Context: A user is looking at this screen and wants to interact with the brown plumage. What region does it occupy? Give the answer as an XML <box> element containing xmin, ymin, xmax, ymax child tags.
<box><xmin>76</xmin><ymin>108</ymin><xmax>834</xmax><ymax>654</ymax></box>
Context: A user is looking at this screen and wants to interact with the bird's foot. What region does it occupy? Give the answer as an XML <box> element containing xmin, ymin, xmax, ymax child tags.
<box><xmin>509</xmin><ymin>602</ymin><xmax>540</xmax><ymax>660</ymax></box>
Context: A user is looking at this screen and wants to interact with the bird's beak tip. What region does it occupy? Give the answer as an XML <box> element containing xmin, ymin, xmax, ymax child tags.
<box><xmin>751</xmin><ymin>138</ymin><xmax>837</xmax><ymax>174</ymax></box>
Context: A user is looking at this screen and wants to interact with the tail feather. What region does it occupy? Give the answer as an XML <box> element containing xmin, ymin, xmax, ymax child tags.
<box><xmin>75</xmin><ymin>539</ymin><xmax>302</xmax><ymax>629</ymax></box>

■ Task to complete ■
Copy each of the entries above line for line, with no changes to any wording, numbers, or tags.

■ Final result ■
Context: A user is looking at this screen and wants to interact with the brown plumage. What region does it occupy? Give the answer as an XML <box> element containing xmin, ymin, xmax, ymax child tags.
<box><xmin>76</xmin><ymin>108</ymin><xmax>834</xmax><ymax>654</ymax></box>
Context: A user is looking at this screen and wants to interact with the bird's foot. What region does it occupy? Give the answer as an XML <box> element containing xmin, ymin, xmax, ymax child tags.
<box><xmin>509</xmin><ymin>602</ymin><xmax>540</xmax><ymax>660</ymax></box>
Context: A user is looking at this screen and wants to interact with the bird's beak tip. What region does it occupy? Give the answer as an XML <box> element containing xmin, ymin, xmax, ymax child tags.
<box><xmin>751</xmin><ymin>138</ymin><xmax>837</xmax><ymax>174</ymax></box>
Context: A user is looking at this screen and wants to interact with the tail feather. What region does it occupy? Give the answer as an XML <box> element containing xmin, ymin, xmax, ymax child tags.
<box><xmin>75</xmin><ymin>539</ymin><xmax>302</xmax><ymax>629</ymax></box>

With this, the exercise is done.